- Arbeitsanweisung 1
Bis zu welchem Datum soll der Beta Key laut der Antwort des Kundendienstes im Textauszug per E-Mail eintreffen?
***** Textauszug *****
Habe gerade den EA Support wegen dem noch nicht erhaltenen Key kontaktiert und folgende Antwort erhalten:

Hallo,

danke, dass du den Electronic Arts Kundendienst kontaktiert hast.

Den Beta Key bekommst du bis zum 27.09.2011 per Email zugesendet, wenn du die
Vorbestellung vor dem 25. September 2011 gemacht hast.
Bitte habe noch etwas Geduld, solltest du den Key bis zum Abend des 27.09.2011
nicht erhalten haben, melde dich bitte noch einmal bei uns.

Solltest du noch weitere Fragen haben, lass es uns bitte wissen.


----------



## CruelDaemonLP (27. September 2011)

immdischt das ist die standart antwort von denen


----------



## Necthron (27. September 2011)

ABENDS? Wann macht denn der Kundendienst zu? Also definition von Abends??


----------



## KAEPS133 (27. September 2011)

Basshinzu schrieb:


> ein spiel nicht zu kaufen weil die beta bugs hat. verwöhnte gamer heutzutage. man erwartet anscheinend schon perfektion noch bevor überhaupt zu ende entwickelt ist.



BF3 soll in einem Monat im Laden stehen. Da bleibt nicht mehr viel bis das Spiel ins Presswerk wandert und Ausgeliefert wird. Das heißt dann wieder riesen Releasepatch. Ich will aber ein Spiel das zum Release schon Spielbar ist und dann nicht am ende fertiggebastelt wird.
RO2 war schon ein kampf genug.


----------



## ganderc (27. September 2011)

Immernoch kein Key!
Warum macht EA diese Ankündigung, wenn sie es dann doch nicht einhalten?
Und warum schalten sie es nicht direkt auf dem Origin-Account frei? 
Alles s....


----------



## acecom (27. September 2011)

was ea mit seinen kunden macht ist echt das aller letzte sowohl man nun schon den ersten von 2 Tagen Beta für die man das game vorbestellt hat knicken kann die plannung von eas seiten ist echt unterirdisch sowas hab ich noch von keinen publisher gesehn und ich hatte schon einige betas mitgemacht hoffe mal das pchames sich auch mal hier und ins bf3 forum schaut und vielleicht selber sich mal zuwort meldet


----------



## Mothman (27. September 2011)

So ein Massenversand von Emails wird auch meistens über einen großen Zeitraum gestreckt.
***** Datensätze *****
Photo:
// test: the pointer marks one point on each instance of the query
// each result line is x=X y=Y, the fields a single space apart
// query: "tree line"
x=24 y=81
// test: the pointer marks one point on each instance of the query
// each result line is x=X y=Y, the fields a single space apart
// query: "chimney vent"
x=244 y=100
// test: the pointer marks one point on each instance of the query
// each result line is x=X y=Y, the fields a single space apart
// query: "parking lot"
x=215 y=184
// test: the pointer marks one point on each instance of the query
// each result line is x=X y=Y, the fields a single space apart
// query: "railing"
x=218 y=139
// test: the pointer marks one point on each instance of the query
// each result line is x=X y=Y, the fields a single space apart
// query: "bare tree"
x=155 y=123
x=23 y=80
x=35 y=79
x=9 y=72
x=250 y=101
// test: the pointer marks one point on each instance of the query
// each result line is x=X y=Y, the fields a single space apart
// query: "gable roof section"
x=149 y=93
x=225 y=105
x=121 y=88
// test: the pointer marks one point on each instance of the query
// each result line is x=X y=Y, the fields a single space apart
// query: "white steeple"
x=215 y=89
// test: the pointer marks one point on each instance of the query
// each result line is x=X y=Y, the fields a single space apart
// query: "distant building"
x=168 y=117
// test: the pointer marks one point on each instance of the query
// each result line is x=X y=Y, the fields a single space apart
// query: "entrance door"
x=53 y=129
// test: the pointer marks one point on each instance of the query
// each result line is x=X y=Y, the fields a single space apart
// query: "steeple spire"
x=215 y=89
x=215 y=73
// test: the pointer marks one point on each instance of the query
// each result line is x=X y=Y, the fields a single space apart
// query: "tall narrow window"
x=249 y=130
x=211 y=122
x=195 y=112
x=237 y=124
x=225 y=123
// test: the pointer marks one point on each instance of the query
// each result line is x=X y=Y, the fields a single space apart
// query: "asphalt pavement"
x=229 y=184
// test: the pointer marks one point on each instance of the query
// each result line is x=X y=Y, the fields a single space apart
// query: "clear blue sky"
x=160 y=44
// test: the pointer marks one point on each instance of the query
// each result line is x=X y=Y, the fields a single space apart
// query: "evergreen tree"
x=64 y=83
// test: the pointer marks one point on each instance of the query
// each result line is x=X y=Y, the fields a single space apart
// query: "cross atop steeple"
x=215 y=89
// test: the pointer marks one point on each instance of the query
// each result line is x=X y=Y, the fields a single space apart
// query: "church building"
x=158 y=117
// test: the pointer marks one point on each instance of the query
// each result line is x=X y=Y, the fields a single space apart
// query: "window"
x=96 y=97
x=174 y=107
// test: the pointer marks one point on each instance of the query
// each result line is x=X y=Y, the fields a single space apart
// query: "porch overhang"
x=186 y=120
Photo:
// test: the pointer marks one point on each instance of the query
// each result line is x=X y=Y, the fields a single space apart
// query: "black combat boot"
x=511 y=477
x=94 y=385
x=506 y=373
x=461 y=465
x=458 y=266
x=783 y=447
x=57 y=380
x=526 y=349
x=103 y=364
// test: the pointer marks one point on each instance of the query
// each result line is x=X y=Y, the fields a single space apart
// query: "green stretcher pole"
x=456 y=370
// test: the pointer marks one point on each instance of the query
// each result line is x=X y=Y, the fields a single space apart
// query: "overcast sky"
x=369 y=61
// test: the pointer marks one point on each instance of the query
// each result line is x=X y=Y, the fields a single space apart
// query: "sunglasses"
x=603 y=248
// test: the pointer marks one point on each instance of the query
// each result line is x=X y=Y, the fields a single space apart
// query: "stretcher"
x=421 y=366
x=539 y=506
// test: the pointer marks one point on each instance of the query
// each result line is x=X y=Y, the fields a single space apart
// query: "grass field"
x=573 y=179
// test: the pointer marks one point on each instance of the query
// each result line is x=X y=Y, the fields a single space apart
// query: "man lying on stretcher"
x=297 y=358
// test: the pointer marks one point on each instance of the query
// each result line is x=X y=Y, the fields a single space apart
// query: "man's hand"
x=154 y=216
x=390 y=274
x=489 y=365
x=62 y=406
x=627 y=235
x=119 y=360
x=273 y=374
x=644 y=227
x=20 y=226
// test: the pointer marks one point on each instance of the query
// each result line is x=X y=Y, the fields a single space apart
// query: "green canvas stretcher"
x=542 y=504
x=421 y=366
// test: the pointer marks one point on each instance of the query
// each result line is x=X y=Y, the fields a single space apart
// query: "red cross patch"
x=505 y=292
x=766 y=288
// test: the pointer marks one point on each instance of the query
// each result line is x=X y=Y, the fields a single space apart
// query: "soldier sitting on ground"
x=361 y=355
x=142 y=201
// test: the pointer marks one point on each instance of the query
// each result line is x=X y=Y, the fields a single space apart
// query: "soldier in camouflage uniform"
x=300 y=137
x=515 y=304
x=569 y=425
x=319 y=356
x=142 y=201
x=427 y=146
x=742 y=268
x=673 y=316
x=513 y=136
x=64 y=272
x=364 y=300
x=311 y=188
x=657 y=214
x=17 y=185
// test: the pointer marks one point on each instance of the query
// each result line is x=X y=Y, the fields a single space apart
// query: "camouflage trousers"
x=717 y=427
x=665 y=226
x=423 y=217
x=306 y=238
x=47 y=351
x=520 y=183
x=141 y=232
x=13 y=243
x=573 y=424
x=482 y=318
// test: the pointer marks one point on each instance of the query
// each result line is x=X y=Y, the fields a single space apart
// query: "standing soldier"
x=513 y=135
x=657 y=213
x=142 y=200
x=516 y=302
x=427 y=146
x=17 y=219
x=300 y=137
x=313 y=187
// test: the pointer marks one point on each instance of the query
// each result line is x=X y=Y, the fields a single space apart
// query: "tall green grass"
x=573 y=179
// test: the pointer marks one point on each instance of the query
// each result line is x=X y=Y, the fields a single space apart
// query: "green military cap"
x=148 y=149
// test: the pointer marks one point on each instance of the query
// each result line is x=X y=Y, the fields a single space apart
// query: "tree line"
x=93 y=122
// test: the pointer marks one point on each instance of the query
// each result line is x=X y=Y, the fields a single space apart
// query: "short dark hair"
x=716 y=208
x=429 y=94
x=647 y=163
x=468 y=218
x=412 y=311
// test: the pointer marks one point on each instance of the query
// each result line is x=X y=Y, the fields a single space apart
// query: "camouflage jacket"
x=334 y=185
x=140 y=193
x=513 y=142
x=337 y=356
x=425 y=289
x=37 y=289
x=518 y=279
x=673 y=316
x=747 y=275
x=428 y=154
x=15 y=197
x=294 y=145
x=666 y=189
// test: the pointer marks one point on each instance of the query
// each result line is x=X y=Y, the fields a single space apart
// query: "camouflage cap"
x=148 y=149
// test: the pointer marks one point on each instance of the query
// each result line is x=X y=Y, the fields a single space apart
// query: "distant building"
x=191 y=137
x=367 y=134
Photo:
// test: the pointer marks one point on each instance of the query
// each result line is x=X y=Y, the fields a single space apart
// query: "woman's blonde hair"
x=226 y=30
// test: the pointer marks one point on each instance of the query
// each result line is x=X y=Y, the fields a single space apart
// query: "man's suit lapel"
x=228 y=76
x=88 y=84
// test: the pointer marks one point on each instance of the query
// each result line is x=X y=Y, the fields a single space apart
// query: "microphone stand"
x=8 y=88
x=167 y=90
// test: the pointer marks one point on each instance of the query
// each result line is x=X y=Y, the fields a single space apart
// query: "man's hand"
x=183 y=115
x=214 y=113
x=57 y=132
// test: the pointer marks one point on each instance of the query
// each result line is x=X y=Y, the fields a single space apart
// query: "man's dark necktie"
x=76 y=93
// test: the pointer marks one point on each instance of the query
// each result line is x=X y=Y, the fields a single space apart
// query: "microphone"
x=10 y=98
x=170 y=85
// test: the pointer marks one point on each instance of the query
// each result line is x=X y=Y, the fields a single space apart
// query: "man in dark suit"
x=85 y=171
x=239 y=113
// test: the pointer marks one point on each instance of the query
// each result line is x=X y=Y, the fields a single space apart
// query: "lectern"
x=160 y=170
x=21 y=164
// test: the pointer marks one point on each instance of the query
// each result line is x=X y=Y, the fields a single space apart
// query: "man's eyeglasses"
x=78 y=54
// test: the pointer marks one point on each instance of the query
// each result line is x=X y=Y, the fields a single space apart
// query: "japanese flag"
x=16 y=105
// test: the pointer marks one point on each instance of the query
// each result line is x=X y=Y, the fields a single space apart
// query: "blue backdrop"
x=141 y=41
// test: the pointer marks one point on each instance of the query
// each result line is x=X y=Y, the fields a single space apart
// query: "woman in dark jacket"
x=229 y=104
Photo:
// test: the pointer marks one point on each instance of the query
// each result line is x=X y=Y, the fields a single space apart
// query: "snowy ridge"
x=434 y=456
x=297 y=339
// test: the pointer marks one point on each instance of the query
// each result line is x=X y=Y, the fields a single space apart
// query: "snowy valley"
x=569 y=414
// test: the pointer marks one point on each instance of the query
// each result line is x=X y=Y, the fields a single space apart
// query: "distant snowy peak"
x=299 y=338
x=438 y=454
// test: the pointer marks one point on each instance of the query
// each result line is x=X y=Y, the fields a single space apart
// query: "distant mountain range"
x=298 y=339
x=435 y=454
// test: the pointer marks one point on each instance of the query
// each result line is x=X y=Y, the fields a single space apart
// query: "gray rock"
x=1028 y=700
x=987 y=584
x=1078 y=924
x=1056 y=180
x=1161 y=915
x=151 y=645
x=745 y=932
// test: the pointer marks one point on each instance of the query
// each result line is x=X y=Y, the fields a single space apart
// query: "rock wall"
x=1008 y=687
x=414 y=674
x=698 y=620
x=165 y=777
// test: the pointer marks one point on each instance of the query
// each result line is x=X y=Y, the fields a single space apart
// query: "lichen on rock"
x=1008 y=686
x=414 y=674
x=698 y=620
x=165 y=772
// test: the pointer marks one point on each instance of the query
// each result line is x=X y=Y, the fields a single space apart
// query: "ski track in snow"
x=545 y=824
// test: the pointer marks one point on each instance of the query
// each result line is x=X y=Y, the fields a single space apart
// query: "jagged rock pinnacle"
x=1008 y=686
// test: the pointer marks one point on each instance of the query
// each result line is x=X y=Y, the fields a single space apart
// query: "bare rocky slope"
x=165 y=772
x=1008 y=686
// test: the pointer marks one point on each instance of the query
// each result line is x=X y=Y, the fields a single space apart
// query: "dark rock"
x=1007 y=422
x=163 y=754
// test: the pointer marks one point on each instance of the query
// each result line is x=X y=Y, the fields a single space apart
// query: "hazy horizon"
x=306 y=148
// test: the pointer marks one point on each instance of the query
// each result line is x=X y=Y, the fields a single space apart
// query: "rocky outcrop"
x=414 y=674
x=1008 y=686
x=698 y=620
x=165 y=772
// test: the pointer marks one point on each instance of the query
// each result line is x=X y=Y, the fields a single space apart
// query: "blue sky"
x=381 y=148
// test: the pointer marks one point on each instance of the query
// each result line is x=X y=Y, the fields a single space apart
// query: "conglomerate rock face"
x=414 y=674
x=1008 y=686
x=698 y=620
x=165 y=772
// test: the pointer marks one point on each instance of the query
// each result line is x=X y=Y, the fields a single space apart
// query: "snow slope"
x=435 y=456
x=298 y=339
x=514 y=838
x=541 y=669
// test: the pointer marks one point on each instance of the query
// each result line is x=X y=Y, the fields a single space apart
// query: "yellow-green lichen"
*****
- Arbeitsanweisung 2
Ermittle, in wie vielen Zeilen der Datensätze die Zeichenfolge "suit" vorkommt, und gib nur diese Zahl an.

- Lösung 1
Bis zum 27.09.2011.

- Lösung 2
2